> **Problem to work on**
Please copy out the rows below with "stone arch" changed to "brick arch" and everything else left the same.

> **Record excerpts**
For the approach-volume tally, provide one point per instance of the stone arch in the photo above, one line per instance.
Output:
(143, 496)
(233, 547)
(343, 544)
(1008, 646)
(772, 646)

> **Solution**
For the approach-volume tally, provide one point per instance of the brick arch in the photo above, one line per instance.
Output:
(143, 496)
(233, 547)
(343, 544)
(1008, 646)
(772, 646)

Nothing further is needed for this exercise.